# Early Christmas Gift



## MrStucky (Nov 28, 2015)

Hi Everyone. I broke down & purchased a replacement Fleischmann transformer from Ebay to replace my brothers, which I had taken apart more or less like Humpty Dumpty. I emailed the seller as to the voltage of the transformer but I didn't get a reply. It turns out the transformer I purchased is 220v 50-60hz 14v with a European plug. I'm happy overall with my purchase even though of the voltage difference. I thought of using a travel voltage adapter when I use the transformer, but then I may or may not have "power" issues on my layout. I had a step down/up transformer at one time to run my Hornby OO train, except I don't know what happened to it as I've moved a few times, so its either at my brother's or goodwill. I have looked at Step down/up transformers on Ebay & I feel its a better option to my little situation. I just don't want to get addicted to Ebay, & think of it as the solution to everything. Thanks


----------



## Lemonhawk (Sep 24, 2013)

I think you need to find a step-up transformer, or have a 220v socket from you panel wired in.


----------



## MrStucky (Nov 28, 2015)

Lemonhawk said:


> I think you need to find a step-up transformer, or have a 220v socket from you panel wired in.


Okay. That's probably what I'll do then. I wont have to worry about power loss & I can use it as a oversized power bar to plug all my transformers into. Thanks


----------
────
Required task: What voltage and plug does the forum thread give for the replacement Fleischmann transformer that was purchased?

Data section:
────
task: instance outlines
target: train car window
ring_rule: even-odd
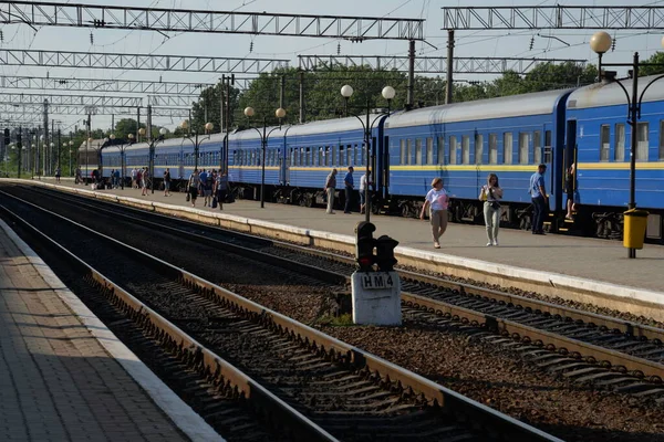
[[[532,133],[532,162],[539,165],[542,162],[542,133],[536,130]]]
[[[664,159],[664,119],[660,120],[660,154],[657,159]]]
[[[636,161],[647,161],[649,124],[636,124]]]
[[[619,123],[615,125],[615,149],[613,151],[613,159],[615,161],[625,160],[625,125]]]
[[[513,134],[511,131],[506,131],[505,134],[502,134],[502,164],[512,164],[512,152],[515,149],[513,145]]]
[[[400,140],[400,147],[401,147],[401,164],[405,165],[406,164],[406,140],[405,139]]]
[[[434,164],[434,139],[432,137],[426,139],[426,164]]]
[[[600,126],[600,161],[609,161],[609,150],[611,147],[611,126]]]
[[[415,140],[415,164],[422,166],[422,139]]]
[[[439,165],[444,165],[445,164],[445,138],[444,137],[438,137],[438,164]]]
[[[489,165],[498,164],[498,134],[489,134]]]
[[[527,165],[528,164],[528,140],[530,138],[530,134],[527,131],[519,133],[519,164]]]
[[[475,164],[481,165],[484,161],[484,135],[475,134]]]
[[[470,164],[470,137],[461,136],[461,165]]]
────
Written solution: It is 220v 50-60hz 14v with a European plug.